#### [Задания]
(1) Согласно исходному тексту, с какими американскими мастерами можно смело поставить Конецкого в один ряд?
(2) Перепечатайте без изменений фрагмент исходного текста от «Р. Орлова, Л.» до «и Джеймс Болдуин.».

#### [Исходный текст]
=-=-=-=-=
Библиотека Виктора Конецкого

«Самое загадочное для менясущество - человек нечитающий»

13. "ПРИЯТНО ВСПОМНИТЬ"



Р. Орлова, Л. Копелев, Д. Стейнбек, Э. Колдуэлл

(Пролежало неделю. Боялась посылать.)…
Уважаемый Виктор Викторович! Я давно читала и любила Ваши книги. И вот наступил момент проявить свою любовь практически, что ли: порекомендовать Ваши произведения для американского издания. Если бы я просто писала Вам читательское письмо (часто это делала в мыслях), то оно, конечно, было бы иным. Здесь мне надо было убедить чужих, здесь, как и везде, есть свои «законы жанра». Тем не менее подумала, а вдруг и это для Вас будет интересно. Перепечатываю свой черновик (без начала, где анкетно-литературные данные).
«…Художественное дарование Конецкого с наибольшей силой воплощается в лирико-документальной прозе. Его смело можно поставить в один ряд с такими выдающимися американскими мастерами, как Норман Мейлер и Джеймс Болдуин.
=-=-=-=-=
#### [Строки данных]
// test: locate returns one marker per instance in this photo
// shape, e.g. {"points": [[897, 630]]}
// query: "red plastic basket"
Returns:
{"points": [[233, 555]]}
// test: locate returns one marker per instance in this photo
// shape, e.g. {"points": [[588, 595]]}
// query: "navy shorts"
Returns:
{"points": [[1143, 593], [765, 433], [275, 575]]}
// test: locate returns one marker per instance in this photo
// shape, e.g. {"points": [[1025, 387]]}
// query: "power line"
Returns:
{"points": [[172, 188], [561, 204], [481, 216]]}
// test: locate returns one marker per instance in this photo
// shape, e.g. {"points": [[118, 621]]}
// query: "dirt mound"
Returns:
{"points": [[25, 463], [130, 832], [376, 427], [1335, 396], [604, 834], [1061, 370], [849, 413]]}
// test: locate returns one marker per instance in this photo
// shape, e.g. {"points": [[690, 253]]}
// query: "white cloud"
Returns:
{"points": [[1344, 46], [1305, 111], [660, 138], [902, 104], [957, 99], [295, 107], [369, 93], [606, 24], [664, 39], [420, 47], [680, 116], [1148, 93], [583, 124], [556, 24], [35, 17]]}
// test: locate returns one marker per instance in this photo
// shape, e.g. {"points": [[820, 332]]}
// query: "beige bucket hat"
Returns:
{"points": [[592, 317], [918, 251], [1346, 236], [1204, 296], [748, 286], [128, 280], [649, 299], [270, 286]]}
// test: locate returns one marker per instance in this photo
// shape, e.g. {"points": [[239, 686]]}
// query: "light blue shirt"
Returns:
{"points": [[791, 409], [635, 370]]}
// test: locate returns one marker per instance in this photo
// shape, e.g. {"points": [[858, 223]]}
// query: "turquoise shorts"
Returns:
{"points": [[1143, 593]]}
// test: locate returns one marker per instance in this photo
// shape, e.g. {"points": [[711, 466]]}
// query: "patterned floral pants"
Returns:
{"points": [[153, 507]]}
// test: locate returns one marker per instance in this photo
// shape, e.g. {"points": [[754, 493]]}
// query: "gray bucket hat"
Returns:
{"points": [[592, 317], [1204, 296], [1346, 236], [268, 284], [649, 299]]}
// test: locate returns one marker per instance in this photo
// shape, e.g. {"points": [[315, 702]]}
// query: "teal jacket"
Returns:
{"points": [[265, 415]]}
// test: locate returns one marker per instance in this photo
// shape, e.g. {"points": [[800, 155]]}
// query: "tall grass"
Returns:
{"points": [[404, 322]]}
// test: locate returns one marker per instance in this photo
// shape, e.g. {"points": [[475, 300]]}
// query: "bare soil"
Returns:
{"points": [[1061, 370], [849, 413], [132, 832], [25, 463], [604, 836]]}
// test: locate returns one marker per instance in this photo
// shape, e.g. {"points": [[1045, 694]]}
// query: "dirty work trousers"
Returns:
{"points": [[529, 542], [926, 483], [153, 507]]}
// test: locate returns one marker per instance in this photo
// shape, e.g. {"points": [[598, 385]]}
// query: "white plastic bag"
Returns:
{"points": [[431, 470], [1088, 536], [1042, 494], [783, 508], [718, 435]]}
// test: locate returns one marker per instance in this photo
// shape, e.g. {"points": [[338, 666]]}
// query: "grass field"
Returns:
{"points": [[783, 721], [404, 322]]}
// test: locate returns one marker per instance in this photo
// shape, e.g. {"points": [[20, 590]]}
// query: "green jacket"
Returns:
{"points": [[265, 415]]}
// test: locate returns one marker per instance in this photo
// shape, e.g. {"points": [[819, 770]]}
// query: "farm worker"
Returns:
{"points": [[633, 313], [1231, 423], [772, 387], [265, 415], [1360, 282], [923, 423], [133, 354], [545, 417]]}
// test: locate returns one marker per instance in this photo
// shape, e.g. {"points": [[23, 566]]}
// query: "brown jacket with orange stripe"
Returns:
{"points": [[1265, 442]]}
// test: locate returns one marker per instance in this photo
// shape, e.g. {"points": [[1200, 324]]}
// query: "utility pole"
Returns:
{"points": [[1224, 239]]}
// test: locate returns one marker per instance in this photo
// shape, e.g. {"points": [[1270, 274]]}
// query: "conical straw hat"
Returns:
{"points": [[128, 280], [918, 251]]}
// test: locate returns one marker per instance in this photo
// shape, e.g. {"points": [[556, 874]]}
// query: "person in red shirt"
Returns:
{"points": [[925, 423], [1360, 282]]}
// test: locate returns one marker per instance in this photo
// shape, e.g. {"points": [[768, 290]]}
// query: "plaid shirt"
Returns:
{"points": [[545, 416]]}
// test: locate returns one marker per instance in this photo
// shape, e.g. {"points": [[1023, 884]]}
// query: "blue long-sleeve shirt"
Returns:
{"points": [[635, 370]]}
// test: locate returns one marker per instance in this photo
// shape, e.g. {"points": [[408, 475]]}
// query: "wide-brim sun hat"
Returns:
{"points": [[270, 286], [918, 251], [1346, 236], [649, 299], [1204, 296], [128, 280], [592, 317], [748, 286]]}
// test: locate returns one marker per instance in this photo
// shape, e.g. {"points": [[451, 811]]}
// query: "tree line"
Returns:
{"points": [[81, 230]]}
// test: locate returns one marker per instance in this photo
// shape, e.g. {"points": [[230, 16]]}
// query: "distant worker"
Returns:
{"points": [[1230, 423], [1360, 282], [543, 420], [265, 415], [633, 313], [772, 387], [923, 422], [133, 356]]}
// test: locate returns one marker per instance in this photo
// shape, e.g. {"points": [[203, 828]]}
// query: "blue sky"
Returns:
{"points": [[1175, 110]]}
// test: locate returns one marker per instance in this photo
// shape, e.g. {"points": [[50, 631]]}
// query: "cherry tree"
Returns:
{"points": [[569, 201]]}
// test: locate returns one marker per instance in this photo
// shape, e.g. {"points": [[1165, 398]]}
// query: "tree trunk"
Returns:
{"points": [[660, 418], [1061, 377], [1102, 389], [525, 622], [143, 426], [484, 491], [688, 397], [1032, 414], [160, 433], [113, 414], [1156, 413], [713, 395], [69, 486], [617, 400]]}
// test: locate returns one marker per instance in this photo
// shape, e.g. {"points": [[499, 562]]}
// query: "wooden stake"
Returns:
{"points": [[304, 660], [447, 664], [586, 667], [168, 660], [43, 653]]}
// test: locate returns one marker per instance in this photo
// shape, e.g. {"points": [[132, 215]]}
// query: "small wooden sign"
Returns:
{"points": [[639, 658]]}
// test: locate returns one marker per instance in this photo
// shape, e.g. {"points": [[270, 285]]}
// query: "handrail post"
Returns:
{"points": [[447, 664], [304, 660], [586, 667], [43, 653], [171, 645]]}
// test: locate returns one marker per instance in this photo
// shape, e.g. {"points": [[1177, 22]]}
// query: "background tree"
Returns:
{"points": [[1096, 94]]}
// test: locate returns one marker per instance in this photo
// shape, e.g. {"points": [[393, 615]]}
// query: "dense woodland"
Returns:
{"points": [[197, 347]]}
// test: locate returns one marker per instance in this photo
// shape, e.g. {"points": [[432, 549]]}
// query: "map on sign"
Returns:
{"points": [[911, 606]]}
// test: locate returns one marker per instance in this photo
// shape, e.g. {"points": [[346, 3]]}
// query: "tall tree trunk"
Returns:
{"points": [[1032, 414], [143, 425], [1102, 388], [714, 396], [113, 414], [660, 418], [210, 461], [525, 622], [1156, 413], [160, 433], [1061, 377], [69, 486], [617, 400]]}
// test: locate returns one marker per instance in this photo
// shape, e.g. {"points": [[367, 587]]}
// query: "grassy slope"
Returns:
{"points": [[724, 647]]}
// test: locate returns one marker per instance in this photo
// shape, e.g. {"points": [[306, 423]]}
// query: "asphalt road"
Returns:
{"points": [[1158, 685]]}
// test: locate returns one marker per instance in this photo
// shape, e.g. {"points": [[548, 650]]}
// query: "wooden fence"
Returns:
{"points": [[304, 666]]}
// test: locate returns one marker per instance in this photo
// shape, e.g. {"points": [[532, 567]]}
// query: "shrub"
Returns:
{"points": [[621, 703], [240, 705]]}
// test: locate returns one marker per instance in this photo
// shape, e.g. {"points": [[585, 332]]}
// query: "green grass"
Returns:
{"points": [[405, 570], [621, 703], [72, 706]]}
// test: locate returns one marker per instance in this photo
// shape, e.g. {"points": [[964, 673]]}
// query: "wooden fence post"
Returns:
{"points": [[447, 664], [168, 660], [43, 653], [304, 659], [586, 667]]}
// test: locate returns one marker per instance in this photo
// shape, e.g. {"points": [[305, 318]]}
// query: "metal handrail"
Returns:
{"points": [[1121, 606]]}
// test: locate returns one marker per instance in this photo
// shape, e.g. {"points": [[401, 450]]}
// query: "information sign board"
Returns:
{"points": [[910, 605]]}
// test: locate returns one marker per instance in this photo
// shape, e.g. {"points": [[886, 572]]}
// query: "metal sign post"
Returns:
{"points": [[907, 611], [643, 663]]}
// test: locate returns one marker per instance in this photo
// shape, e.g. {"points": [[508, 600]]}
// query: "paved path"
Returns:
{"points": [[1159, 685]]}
=-=-=-=-=
#### [Ответы к заданиям]
(1) С Норманом Мейлером и Джеймсом Болдуином.

(2)
Р. Орлова, Л. Копелев, Д. Стейнбек, Э. Колдуэлл

(Пролежало неделю. Боялась посылать.)…
Уважаемый Виктор Викторович! Я давно читала и любила Ваши книги. И вот наступил момент проявить свою любовь практически, что ли: порекомендовать Ваши произведения для американского издания. Если бы я просто писала Вам читательское письмо (часто это делала в мыслях), то оно, конечно, было бы иным. Здесь мне надо было убедить чужих, здесь, как и везде, есть свои «законы жанра». Тем не менее подумала, а вдруг и это для Вас будет интересно. Перепечатываю свой черновик (без начала, где анкетно-литературные данные).
«…Художественное дарование Конецкого с наибольшей силой воплощается в лирико-документальной прозе. Его смело можно поставить в один ряд с такими выдающимися американскими мастерами, как Норман Мейлер и Джеймс Болдуин.